Request:
The entries below should be output exactly as written.

::::

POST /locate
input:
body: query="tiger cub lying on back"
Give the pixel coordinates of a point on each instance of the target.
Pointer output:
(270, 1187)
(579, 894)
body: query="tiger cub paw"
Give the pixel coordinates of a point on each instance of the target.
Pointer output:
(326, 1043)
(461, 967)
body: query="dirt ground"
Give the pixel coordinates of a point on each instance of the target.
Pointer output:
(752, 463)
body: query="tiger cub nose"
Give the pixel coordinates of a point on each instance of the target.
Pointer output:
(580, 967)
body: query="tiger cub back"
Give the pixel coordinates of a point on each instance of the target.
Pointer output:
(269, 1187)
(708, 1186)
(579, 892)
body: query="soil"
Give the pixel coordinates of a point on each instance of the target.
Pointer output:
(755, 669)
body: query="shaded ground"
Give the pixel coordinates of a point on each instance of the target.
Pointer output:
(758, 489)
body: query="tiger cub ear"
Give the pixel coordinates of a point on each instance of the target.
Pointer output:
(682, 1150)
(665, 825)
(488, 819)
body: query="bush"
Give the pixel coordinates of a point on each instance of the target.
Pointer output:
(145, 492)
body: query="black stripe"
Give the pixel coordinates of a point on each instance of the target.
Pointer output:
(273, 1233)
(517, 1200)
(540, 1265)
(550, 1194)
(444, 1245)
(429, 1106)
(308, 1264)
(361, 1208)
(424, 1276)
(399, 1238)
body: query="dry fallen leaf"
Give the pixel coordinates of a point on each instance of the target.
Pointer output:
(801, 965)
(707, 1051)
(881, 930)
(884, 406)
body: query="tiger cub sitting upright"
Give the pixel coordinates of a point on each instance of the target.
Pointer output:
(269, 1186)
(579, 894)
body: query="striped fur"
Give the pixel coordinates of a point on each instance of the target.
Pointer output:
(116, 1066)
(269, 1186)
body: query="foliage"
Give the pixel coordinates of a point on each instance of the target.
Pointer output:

::::

Result for this task:
POST /locate
input:
body: query="tiger cub lying on back"
Give the pixel coordinates of a point on each instance of the target.
Pointer output:
(270, 1187)
(579, 894)
body: query="tiger cub paw"
Give the pixel coordinates of a point on each instance of the target.
Pointer output:
(326, 1043)
(461, 967)
body: query="dirt ground"
Give the pixel coordinates of a point on each instance of the target.
Pointer output:
(752, 463)
body: query="tiger cub nose"
Give the pixel coordinates of a point on each instance of the target.
Pointer output:
(580, 967)
body: query="tiger cub back"
Give the pixel coordinates of a point on each instance of the target.
Pointer output:
(269, 1187)
(708, 1186)
(579, 892)
body: query="soil"
Give the pixel coordinates of a point on each instance of the target.
Pointer output:
(755, 669)
body: query="shaded ground"
Give the pixel coordinates of a point on each instance of the target.
Pointer output:
(758, 489)
body: query="tiger cub ear"
Give the pixel coordinates of a point on each instance of the target.
Pointer output:
(682, 1150)
(665, 825)
(488, 819)
body: query="bush"
Give the pixel coordinates of a point on each instance of the target.
Pointer output:
(145, 492)
body: query="black stripe"
Give the pixel coordinates of a point on each instance of the target.
Pointer output:
(273, 1233)
(517, 1200)
(540, 1265)
(550, 1194)
(444, 1245)
(429, 1106)
(308, 1264)
(361, 1208)
(424, 1276)
(399, 1238)
body: query="dry fallen leaf"
Give the pixel coordinates of a point on each instance of the target.
Pointer output:
(801, 965)
(707, 1051)
(881, 930)
(884, 406)
body: query="tiger cub sitting upright"
Give the pixel coordinates of a point on each instance of the target.
Pointer output:
(269, 1186)
(579, 894)
body: query="striped fur"
Give the pixel coordinates of a point on each instance of the target.
Pointer output:
(116, 1066)
(269, 1186)
body: query="foliage"
Give the pixel coordinates of a point on each instance of the target.
Pointer output:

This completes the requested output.